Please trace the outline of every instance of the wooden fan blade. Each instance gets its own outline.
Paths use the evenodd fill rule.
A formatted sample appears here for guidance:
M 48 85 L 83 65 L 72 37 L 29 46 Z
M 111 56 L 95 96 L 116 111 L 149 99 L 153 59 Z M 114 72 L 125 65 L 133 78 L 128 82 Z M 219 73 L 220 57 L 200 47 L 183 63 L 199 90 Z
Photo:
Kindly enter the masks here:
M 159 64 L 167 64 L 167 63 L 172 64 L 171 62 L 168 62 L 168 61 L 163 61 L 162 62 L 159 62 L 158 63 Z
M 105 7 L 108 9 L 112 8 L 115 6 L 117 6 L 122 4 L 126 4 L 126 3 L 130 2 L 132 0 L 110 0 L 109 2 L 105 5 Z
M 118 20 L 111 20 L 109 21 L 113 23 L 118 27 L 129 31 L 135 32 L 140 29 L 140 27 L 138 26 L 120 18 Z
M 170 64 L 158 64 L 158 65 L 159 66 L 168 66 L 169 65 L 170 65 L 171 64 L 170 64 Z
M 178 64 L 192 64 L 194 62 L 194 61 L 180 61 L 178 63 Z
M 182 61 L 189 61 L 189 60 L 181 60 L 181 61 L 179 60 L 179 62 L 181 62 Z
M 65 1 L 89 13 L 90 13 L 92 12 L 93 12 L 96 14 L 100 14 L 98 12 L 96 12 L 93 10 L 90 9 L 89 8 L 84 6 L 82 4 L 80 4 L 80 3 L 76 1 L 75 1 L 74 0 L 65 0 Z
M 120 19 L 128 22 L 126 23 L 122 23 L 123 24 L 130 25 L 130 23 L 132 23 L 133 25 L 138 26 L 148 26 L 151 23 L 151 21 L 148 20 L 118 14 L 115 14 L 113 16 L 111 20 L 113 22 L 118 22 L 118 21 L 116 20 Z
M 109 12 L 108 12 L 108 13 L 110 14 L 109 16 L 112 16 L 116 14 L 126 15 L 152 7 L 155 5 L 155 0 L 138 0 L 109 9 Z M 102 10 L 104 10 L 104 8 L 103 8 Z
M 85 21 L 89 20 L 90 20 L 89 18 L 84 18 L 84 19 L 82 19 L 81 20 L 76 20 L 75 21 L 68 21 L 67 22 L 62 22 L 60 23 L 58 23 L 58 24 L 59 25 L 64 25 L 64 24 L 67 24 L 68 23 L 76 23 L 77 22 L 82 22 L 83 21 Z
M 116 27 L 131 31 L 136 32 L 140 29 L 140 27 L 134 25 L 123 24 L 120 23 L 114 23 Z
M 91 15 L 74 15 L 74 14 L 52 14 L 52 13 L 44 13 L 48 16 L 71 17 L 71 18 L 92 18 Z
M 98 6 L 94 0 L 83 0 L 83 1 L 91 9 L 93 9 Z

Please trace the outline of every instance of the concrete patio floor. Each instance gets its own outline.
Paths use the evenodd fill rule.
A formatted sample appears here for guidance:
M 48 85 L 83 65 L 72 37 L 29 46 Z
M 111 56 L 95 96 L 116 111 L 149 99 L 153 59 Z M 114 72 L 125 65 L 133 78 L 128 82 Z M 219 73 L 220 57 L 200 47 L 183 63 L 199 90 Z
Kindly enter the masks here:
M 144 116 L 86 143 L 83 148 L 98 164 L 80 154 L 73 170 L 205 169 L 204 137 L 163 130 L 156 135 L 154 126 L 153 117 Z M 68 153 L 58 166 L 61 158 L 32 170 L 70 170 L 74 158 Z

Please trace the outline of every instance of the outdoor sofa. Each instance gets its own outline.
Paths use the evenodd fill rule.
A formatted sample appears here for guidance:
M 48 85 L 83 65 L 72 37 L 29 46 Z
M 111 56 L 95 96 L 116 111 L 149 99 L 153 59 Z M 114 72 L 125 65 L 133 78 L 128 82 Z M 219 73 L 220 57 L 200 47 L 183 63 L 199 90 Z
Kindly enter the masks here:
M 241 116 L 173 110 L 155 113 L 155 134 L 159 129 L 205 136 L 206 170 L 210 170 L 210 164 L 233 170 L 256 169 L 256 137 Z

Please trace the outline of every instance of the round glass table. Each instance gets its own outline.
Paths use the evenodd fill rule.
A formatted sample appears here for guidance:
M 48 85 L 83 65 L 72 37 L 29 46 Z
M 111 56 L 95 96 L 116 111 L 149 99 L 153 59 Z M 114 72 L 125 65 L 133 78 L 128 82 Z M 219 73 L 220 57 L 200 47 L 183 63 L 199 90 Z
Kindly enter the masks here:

========

INSTRUCTIONS FOR THE TASK: Rewrite all of the data above, changing each "outline" to "contour" and leaving everything else the same.

RESULT OF THIS EXERCISE:
Please trace the contour of every instance of the wooden fan blade. Each instance gets its own contour.
Paths use the evenodd fill rule.
A formatted sample appears here for guidance:
M 48 85 L 83 65 L 72 37 L 29 46 Z
M 111 56 L 95 96 L 116 111 L 149 99 L 153 59 Z M 114 72 L 125 65 L 133 78 L 128 82 Z M 219 73 L 220 57 L 200 47 L 183 63 L 199 90 Z
Photo:
Kindly enter the masks here:
M 159 64 L 167 64 L 167 63 L 172 64 L 171 62 L 168 62 L 168 61 L 163 61 L 162 62 L 159 62 L 158 63 Z
M 105 7 L 108 9 L 112 8 L 115 6 L 117 6 L 122 4 L 126 4 L 126 3 L 130 2 L 132 0 L 110 0 L 109 2 L 105 5 Z
M 118 20 L 111 20 L 109 21 L 113 23 L 118 27 L 129 31 L 135 32 L 140 29 L 140 27 L 138 26 L 120 18 Z
M 170 64 L 158 64 L 158 65 L 159 66 L 168 66 L 169 65 L 170 65 L 171 64 L 170 64 Z
M 178 64 L 192 64 L 194 62 L 194 61 L 180 61 L 178 63 Z
M 182 61 L 189 61 L 189 60 L 181 60 L 181 61 L 179 60 L 179 62 L 181 62 Z
M 65 1 L 89 13 L 90 13 L 92 12 L 93 12 L 96 14 L 100 14 L 98 12 L 96 12 L 93 10 L 90 9 L 89 8 L 84 6 L 82 4 L 80 4 L 80 3 L 76 1 L 75 1 L 74 0 L 65 0 Z
M 120 19 L 128 22 L 126 23 L 122 23 L 123 24 L 130 25 L 130 23 L 132 23 L 133 25 L 138 26 L 148 26 L 151 23 L 151 21 L 148 20 L 118 14 L 115 14 L 113 16 L 111 20 L 113 22 L 118 22 L 118 21 L 116 20 Z
M 109 12 L 108 12 L 108 13 L 110 14 L 109 16 L 112 16 L 116 14 L 126 15 L 152 7 L 155 5 L 155 0 L 138 0 L 109 9 Z M 102 10 L 104 10 L 104 8 L 103 8 Z
M 85 21 L 89 20 L 90 20 L 89 18 L 84 18 L 84 19 L 82 19 L 81 20 L 76 20 L 75 21 L 68 21 L 67 22 L 62 22 L 60 23 L 58 23 L 58 24 L 59 25 L 64 25 L 64 24 L 67 24 L 68 23 L 76 23 L 77 22 L 82 22 L 83 21 Z
M 116 27 L 131 31 L 136 32 L 140 29 L 140 27 L 134 25 L 123 24 L 120 23 L 114 23 Z
M 91 15 L 74 15 L 74 14 L 52 14 L 52 13 L 44 13 L 48 16 L 71 17 L 71 18 L 92 18 Z
M 98 6 L 94 0 L 83 0 L 83 1 L 91 9 L 93 9 Z

Please trace the contour of every instance of the concrete patio floor. Each instance gets its own contour.
Paths use the evenodd fill rule.
A formatted sample appears here for guidance:
M 48 85 L 83 65 L 72 37 L 29 46 Z
M 111 56 L 95 96 L 116 111 L 149 99 L 153 59 Z M 114 72 L 125 65 L 133 78 L 128 82 Z M 219 73 L 220 57 L 200 47 L 183 63 L 199 90 Z
Kindly enter the masks here:
M 144 116 L 86 143 L 83 148 L 98 164 L 80 154 L 73 170 L 205 169 L 204 137 L 163 130 L 156 135 L 154 126 L 153 117 Z M 68 153 L 58 166 L 61 158 L 32 170 L 70 170 L 74 158 Z

Please trace the contour of every instance of the outdoor sofa. Each instance gets its own contour.
Paths use the evenodd fill rule.
A formatted sample appears here for guidance:
M 48 85 L 83 65 L 72 37 L 29 46 Z
M 111 56 L 95 96 L 116 111 L 149 99 L 153 59 Z M 114 72 L 125 65 L 133 78 L 128 82 Z M 219 73 L 220 57 L 200 47 L 183 63 L 199 90 Z
Kindly enter the masks here:
M 241 116 L 173 110 L 155 113 L 155 134 L 159 129 L 205 136 L 206 170 L 210 170 L 210 164 L 233 170 L 256 169 L 256 137 Z

Please trace the contour of every instance of the round glass table. Each instance gets its own contour.
Paths use the evenodd fill rule.
A formatted sample appears here for guidance:
M 48 85 L 83 65 L 72 37 L 29 46 Z
M 111 56 L 95 96 L 116 111 L 149 99 L 153 59 Z M 114 72 L 125 65 L 133 78 L 128 82 Z M 219 73 L 220 57 L 200 47 L 183 63 L 199 90 Z
Kindly enter the masks here:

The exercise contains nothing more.